▶ Problem requirements: Copy every entry exactly.

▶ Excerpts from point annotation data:
##########
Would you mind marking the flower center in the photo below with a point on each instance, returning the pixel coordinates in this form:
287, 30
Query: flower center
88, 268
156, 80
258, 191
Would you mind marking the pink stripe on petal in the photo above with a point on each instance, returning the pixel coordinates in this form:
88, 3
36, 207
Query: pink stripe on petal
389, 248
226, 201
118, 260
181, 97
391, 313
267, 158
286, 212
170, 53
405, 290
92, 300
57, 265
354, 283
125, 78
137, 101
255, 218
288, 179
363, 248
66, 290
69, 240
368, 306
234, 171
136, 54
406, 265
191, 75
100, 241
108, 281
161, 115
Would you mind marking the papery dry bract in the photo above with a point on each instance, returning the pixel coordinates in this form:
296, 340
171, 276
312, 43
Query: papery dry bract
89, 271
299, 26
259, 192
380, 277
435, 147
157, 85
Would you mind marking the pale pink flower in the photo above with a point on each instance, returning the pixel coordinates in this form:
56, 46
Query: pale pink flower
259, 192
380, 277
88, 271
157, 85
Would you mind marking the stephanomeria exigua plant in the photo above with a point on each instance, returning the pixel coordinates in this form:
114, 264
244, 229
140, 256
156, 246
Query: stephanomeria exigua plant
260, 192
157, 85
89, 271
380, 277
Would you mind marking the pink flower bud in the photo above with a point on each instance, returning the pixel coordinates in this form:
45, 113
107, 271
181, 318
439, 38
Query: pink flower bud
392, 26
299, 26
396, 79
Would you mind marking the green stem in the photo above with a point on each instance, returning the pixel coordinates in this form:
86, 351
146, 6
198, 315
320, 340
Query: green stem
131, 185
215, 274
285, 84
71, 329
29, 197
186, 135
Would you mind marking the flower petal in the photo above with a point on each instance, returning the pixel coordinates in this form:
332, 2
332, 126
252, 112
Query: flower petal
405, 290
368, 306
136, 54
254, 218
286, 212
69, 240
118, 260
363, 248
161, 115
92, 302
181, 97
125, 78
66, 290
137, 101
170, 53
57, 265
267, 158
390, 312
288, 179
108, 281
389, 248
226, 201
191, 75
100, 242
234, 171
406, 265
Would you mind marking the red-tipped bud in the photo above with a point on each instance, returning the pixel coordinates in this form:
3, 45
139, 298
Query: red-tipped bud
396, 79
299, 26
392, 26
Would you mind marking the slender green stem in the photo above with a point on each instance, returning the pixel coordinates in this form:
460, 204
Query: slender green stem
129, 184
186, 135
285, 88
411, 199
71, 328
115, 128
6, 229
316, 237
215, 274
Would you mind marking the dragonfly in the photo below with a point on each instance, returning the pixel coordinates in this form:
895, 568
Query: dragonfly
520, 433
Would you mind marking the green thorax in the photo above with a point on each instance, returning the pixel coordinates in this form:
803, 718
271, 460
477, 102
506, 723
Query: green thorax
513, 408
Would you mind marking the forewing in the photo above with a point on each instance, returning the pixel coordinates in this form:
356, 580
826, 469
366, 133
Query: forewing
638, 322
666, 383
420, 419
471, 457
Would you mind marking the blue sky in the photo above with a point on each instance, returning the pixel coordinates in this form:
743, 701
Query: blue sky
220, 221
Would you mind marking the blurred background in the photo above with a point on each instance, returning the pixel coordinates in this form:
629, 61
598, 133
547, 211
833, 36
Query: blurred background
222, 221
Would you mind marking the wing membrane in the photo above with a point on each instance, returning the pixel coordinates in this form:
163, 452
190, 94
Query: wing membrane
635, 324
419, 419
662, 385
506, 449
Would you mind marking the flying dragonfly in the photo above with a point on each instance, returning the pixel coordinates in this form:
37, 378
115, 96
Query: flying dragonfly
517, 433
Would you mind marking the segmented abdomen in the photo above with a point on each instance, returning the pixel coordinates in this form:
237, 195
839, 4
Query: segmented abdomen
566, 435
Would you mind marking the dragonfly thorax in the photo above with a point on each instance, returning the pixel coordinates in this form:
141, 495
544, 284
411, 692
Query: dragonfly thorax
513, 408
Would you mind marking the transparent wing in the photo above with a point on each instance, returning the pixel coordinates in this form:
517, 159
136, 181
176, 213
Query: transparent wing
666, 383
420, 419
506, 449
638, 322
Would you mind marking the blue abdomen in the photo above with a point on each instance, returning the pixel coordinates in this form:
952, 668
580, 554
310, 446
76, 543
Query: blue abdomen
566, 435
##########
▶ Correct output:
Would you mind marking the flower center in the photo below with a point on each instance, returning the pixel coordinates in this form:
287, 30
Query: flower center
88, 268
156, 80
258, 191
Would you mind marking the pink stripe on petal in the photo above with a point on each instance, returning the pixel coordinates in this form:
88, 3
36, 207
Query: pink stripe on petal
389, 248
226, 201
118, 260
181, 97
391, 313
267, 158
286, 212
170, 53
405, 290
92, 300
57, 265
354, 283
125, 78
137, 101
255, 218
288, 179
363, 248
66, 290
69, 240
368, 306
234, 171
136, 54
406, 265
191, 75
100, 241
108, 281
161, 115
Would you mind marking the papery dry bract in the photo above with a point on each instance, returning the pixel coordinates in this form:
296, 340
171, 276
312, 43
Query: papery dry bract
89, 271
299, 26
259, 192
380, 277
435, 147
157, 85
Would you mind marking the pale pink flower in the photo above with a point on each instance, returning the pixel coordinates in this form:
56, 46
Query: pale pink flower
259, 192
380, 277
88, 271
157, 85
Would you mind marking the stephanomeria exigua plant in the photo above with a point on each instance, returning the pixel coordinates in this form:
114, 264
244, 229
140, 256
156, 246
Query: stephanomeria exigua plant
260, 192
157, 85
89, 271
380, 277
Would you mind marking the pink flower bud in the photo above with a point on each instance, returning the pixel coordinates in this form:
45, 113
107, 271
181, 318
439, 38
Query: pink flower bud
392, 26
299, 26
396, 79
Would you mind marking the green stem in the photo above with a point on each instance, returning the pixel coordinates in this form:
86, 351
146, 6
198, 315
320, 340
Query: green stem
131, 185
215, 274
285, 84
71, 329
29, 197
186, 135
Would you mind marking the flower petal in the photo above with a point on each instance, returning the pixel coordinates in this form:
332, 2
332, 126
252, 112
Query: flower petal
405, 290
368, 306
136, 54
254, 218
286, 212
69, 240
118, 260
363, 248
161, 115
92, 302
181, 97
125, 78
66, 290
137, 101
170, 53
57, 265
267, 158
390, 312
288, 179
108, 281
389, 248
226, 201
191, 75
100, 242
234, 171
406, 265
Would you mind marking the red-tipped bud in the photo above with a point on each instance, returning the pixel coordinates in this form:
3, 45
139, 298
Query: red-tipped bud
396, 79
299, 26
392, 26
Would you mind marking the slender green stem in the photo above with a point on each instance, returning the pixel coordinates in this form:
460, 204
Query: slender green stem
129, 184
186, 135
285, 88
411, 199
71, 328
115, 128
6, 229
316, 237
215, 274
Would you mind marking the dragonfly in the photo below with a point on each instance, returning the pixel coordinates in this form:
895, 568
Query: dragonfly
520, 433
Would you mind marking the green thorax in the photo above with a point on each instance, returning the pixel coordinates in this form:
803, 718
271, 460
477, 102
506, 723
Query: green thorax
513, 408
Would you mind marking the forewing in the photo above with a point on each instance, returning the pixel coordinates in this form:
356, 580
826, 469
366, 133
Query: forewing
638, 322
666, 383
420, 419
471, 457
Would you mind marking the blue sky in the photo above with a point on each instance, returning the pixel coordinates in this form:
743, 701
Query: blue sky
220, 221
Would you mind marking the blurred background in the photo above with a point on each instance, returning the pixel coordinates in this form:
629, 61
598, 133
547, 211
833, 36
Query: blurred background
222, 221
Would you mind marking the wing membrane in the photo above with a point on each instance, returning the pixel coordinates in this form:
163, 452
190, 94
Query: wing membrane
635, 324
419, 419
662, 385
506, 449
Would you mind marking the flying dragonfly in the photo above with a point on each instance, returning the pixel coordinates in this form:
37, 378
115, 96
Query: flying dragonfly
517, 433
Would you mind marking the segmented abdomen in the photo above with a point on each instance, returning the pixel coordinates in this form:
237, 195
839, 4
Query: segmented abdomen
566, 435
Would you mind marking the dragonfly thorax in the photo above with a point on each instance, returning the pixel coordinates in this form:
141, 495
544, 284
411, 692
Query: dragonfly thorax
513, 408
Would you mind marking the transparent wing in the photo above with a point on each instance, returning the pixel coordinates in this form:
517, 159
136, 181
176, 213
Query: transparent wing
666, 383
420, 419
506, 449
638, 322
Would you mind marking the blue abdomen in the photo above with a point on each instance, returning the pixel coordinates in this form:
952, 668
580, 554
310, 446
76, 543
Query: blue abdomen
566, 435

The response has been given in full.